(Entries drawn from a collection)

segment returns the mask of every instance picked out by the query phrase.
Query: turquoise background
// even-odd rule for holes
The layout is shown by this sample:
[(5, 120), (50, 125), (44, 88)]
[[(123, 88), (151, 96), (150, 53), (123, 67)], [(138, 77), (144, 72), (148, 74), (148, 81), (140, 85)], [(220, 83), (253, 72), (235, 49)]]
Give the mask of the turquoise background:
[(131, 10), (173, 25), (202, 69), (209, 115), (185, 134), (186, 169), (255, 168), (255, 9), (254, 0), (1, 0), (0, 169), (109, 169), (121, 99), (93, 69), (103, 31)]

WRITTEN PROBLEM: Rewrite the records above, replacing every "turquoise background" with "teal background" and leaving everything else unchanged.

EXERCISE ANSWER:
segment returns the mask of every instance picked out by the query phrase.
Query: teal background
// even-odd rule for holes
The layout is shown by this sample:
[(5, 120), (50, 125), (44, 88)]
[[(123, 88), (151, 96), (150, 53), (123, 67)], [(138, 77), (144, 72), (148, 74), (148, 81), (140, 85)], [(220, 83), (253, 72), (235, 49)]]
Give the mask of the teal background:
[(131, 10), (173, 25), (202, 69), (209, 115), (185, 134), (186, 169), (255, 168), (255, 9), (254, 0), (1, 0), (0, 169), (109, 169), (121, 99), (93, 69), (103, 31)]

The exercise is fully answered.